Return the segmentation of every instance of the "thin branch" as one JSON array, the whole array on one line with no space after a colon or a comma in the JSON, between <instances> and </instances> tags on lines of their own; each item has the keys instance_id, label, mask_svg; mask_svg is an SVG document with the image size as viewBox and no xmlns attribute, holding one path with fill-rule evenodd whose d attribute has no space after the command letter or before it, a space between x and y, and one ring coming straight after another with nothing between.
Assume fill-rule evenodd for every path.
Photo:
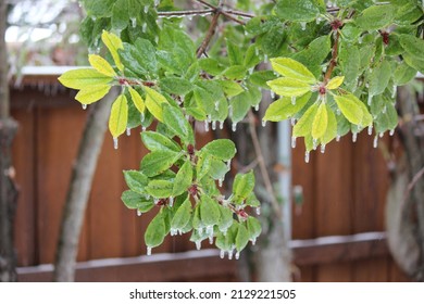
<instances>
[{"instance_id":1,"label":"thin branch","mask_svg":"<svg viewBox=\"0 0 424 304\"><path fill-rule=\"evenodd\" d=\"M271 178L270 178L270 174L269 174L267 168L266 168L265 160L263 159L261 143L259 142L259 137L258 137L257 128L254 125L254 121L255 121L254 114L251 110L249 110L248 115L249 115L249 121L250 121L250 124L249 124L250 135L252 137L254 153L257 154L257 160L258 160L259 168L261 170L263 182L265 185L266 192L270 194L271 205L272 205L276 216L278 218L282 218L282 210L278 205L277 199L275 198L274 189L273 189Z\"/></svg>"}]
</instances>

= Given exercise =
Repeat all of the data above word for word, leaving out the pictures.

= Completed task =
Return the segmentation of every instance of the "thin branch" as one JSON array, the whole array on one line with no space after a colon or a comma in the JSON, between <instances> and </instances> tags on lines of their own; each item has the keys instance_id, label, mask_svg; mask_svg is an SVG document with the image size as viewBox and no xmlns attribute, holding one path with fill-rule evenodd whose d attribute has no space after the command letter or before it, a space between x and y, and one ring coming straight after another with nothing between.
Assume fill-rule evenodd for every path.
Photo:
<instances>
[{"instance_id":1,"label":"thin branch","mask_svg":"<svg viewBox=\"0 0 424 304\"><path fill-rule=\"evenodd\" d=\"M271 178L270 178L270 174L269 174L267 168L266 168L265 160L263 159L261 143L259 142L259 137L258 137L257 128L254 125L254 121L255 121L254 114L251 110L249 110L248 115L249 115L249 121L250 121L250 124L249 124L250 135L252 137L254 153L257 154L257 160L258 160L259 168L261 170L263 182L265 185L266 192L270 194L271 205L272 205L276 216L278 218L282 218L282 210L278 205L277 199L275 198L274 189L273 189Z\"/></svg>"}]
</instances>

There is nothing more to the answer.